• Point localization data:
══════════════════════════════

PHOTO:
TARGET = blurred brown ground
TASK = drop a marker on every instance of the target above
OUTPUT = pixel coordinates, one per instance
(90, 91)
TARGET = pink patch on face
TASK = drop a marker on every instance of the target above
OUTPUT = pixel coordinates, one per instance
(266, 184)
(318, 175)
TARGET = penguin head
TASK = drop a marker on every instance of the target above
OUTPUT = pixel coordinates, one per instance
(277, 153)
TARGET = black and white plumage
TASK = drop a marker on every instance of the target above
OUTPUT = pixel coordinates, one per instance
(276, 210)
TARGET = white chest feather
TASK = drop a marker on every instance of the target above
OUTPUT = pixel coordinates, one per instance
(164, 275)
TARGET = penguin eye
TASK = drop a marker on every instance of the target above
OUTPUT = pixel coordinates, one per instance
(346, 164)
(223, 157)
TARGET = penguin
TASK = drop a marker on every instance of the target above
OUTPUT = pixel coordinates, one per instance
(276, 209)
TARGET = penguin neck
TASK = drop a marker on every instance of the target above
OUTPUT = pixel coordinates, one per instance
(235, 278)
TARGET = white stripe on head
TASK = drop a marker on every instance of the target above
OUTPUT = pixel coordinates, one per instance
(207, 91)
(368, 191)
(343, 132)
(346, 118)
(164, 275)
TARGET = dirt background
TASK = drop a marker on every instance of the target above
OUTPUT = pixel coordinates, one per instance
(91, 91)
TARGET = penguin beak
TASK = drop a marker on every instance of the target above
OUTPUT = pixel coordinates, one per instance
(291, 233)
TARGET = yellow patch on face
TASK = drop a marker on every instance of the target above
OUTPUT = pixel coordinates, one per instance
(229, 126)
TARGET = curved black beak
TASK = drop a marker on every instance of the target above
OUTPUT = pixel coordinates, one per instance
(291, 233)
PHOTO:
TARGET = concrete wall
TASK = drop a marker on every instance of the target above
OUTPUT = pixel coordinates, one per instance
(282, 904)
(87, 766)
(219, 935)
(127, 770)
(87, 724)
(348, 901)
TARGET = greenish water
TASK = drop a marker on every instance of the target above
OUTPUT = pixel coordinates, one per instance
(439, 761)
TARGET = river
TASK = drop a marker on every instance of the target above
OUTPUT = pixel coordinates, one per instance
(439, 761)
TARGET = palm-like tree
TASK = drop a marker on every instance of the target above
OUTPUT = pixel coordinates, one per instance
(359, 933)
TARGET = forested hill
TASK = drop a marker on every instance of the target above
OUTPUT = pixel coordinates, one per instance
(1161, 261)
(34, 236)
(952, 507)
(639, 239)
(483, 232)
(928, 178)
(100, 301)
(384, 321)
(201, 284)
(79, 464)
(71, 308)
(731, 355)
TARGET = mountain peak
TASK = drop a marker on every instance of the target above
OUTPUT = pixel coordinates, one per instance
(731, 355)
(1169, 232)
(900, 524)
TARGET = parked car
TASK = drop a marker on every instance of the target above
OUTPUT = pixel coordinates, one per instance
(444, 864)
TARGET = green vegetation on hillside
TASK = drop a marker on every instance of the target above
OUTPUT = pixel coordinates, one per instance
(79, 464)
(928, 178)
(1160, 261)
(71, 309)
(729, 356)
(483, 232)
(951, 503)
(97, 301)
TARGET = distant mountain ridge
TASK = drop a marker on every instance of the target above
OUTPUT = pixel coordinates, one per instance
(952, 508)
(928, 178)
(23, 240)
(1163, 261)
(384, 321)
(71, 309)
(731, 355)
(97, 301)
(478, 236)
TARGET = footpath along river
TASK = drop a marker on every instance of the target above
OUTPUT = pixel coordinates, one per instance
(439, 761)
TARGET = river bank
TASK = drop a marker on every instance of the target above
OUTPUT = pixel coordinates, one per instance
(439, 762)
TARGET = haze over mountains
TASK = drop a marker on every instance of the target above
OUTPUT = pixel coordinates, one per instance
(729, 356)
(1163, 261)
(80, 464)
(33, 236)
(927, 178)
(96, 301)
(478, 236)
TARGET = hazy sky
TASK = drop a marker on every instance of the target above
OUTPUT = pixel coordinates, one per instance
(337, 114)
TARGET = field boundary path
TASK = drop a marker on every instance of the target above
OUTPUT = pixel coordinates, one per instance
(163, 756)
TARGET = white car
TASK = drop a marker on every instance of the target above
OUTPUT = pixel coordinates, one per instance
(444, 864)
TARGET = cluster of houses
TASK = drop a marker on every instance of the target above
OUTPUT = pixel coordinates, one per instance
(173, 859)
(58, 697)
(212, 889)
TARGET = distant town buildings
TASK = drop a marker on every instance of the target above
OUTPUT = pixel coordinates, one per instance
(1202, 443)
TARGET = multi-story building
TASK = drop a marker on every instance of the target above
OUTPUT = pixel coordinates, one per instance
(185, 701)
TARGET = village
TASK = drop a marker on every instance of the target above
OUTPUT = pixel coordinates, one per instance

══════════════════════════════

• Task to carry out: Every entry needs to be copied again, word for word.

• Written reply:
PHOTO:
TARGET = blurred brown ground
TASK = drop a marker on every instance of the target above
OUTPUT = pixel coordinates, one per instance
(90, 91)
TARGET = pink patch on face
TASK = drop a marker on every instance of the target above
OUTPUT = pixel coordinates, one per instance
(266, 184)
(318, 175)
TARGET = penguin head
TASK = drop a marker on every instance of the target above
OUTPUT = pixel coordinates, one per instance
(277, 153)
TARGET = black and white plumage
TASK = drop a marker on every instance of the target above
OUTPUT = pixel coordinates, one per instance
(276, 210)
TARGET = white chest feather
TASK = drop a marker on every instance of the target above
OUTPUT = pixel coordinates, one per instance
(164, 275)
TARGET = penguin eye
TASK = drop a marker on every instance of the target above
OUTPUT = pixel coordinates, one per instance
(346, 164)
(223, 157)
TARGET = penguin
TASK = drop a marker on every instance of the target above
OUTPUT = pixel coordinates, one per instance
(276, 209)
TARGET = penguin neck
TASK = drop a marker on every instance of the target above
OUTPUT = pixel coordinates, one per instance
(235, 278)
TARGET = white stripe on head
TASK = drop a marker on every instance of the target above
OUTPUT = pixel coordinates, one per instance
(207, 91)
(368, 191)
(343, 132)
(346, 118)
(164, 275)
TARGET = dirt background
TASK = drop a marker on every instance of the target above
OUTPUT = pixel coordinates, one per instance
(91, 91)
TARGET = penguin beak
TASK = drop a marker on every instance of the target above
OUTPUT = pixel coordinates, one per instance
(291, 233)
TARGET = yellow patch on face
TASK = drop a marker on every instance of the target above
OUTPUT = pixel coordinates, one per instance
(229, 126)
TARGET = curved black beak
TASK = drop a marker on every instance of the target above
OUTPUT = pixel coordinates, one per instance
(291, 233)
PHOTO:
TARGET = concrete wall
TASK = drop a marker on every instance of the target above
OUTPUT = pixel coordinates, one per instance
(282, 904)
(87, 766)
(219, 935)
(127, 770)
(87, 724)
(348, 901)
TARGET = greenish water
TASK = drop a marker on every instance of the target above
OUTPUT = pixel coordinates, one per instance
(439, 761)
TARGET = river
TASK = drop a marker on every instance of the target above
OUTPUT = pixel coordinates, one per instance
(439, 761)
TARGET = palm-like tree
TASK = drop a marker on every instance of the target above
OUTPUT = pixel coordinates, one per instance
(359, 933)
TARGET = forested hill
TASK = drop a marker on every instance of the target above
OUTPUT = pixel coordinates, one per instance
(1161, 261)
(34, 236)
(952, 507)
(639, 239)
(483, 232)
(928, 178)
(100, 301)
(384, 321)
(201, 284)
(79, 464)
(71, 308)
(731, 355)
TARGET = mountain peak
TASK = drop a marker on every instance of the target above
OUTPUT = pixel coordinates, one per instance
(731, 355)
(1169, 232)
(900, 524)
TARGET = parked car
TASK = drop a marker on every instance of the target above
OUTPUT = pixel coordinates, one per instance
(444, 864)
TARGET = green vegetation on hillside
TASK = drop a marker on every instance of the target above
OUTPUT = pixel coordinates, one per instance
(79, 464)
(928, 178)
(1160, 261)
(71, 309)
(729, 356)
(483, 232)
(951, 503)
(97, 301)
TARGET = distant mountain ridge
TASK = drop a marker on every instance of the target above
OUTPUT = pixel coordinates, one per instance
(952, 508)
(928, 178)
(23, 240)
(1163, 261)
(384, 321)
(71, 309)
(731, 355)
(97, 301)
(478, 236)
TARGET = footpath along river
TASK = drop a marker on every instance of the target above
OUTPUT = pixel coordinates, one per instance
(439, 761)
TARGET = river bank
TASK = drop a marker on every instance of the target above
OUTPUT = pixel coordinates, one per instance
(439, 762)
TARGET = haze over mountains
TASK = drop a marker on every instance of the target above
OUTPUT = pixel coordinates, one per instance
(729, 356)
(1163, 261)
(80, 464)
(33, 236)
(927, 178)
(96, 301)
(478, 236)
TARGET = hazy sky
TASK = drop a marker on every instance of the target above
OUTPUT = pixel coordinates, one per instance
(337, 114)
TARGET = field boundary path
TASK = drop a marker on every instance of the target above
OUTPUT = pixel coordinates, one per instance
(163, 756)
TARGET = white car
TASK = drop a marker on every instance of the target above
OUTPUT = pixel coordinates, one per instance
(444, 864)
TARGET = cluster of houses
TASK = drop a marker on every instance of the target above
OUTPUT = pixel coordinates, one per instance
(173, 859)
(58, 697)
(212, 889)
TARGET = distant town buildings
TASK = drop a marker on every instance of the target above
OUTPUT = pixel coordinates, one per instance
(1202, 443)
TARGET = multi-story building
TASK = drop a marker on every instance of the target above
OUTPUT = pixel coordinates, one per instance
(185, 701)
TARGET = village
TASK = drop a marker on every instance of the target above
OUTPUT = pixel coordinates, one per instance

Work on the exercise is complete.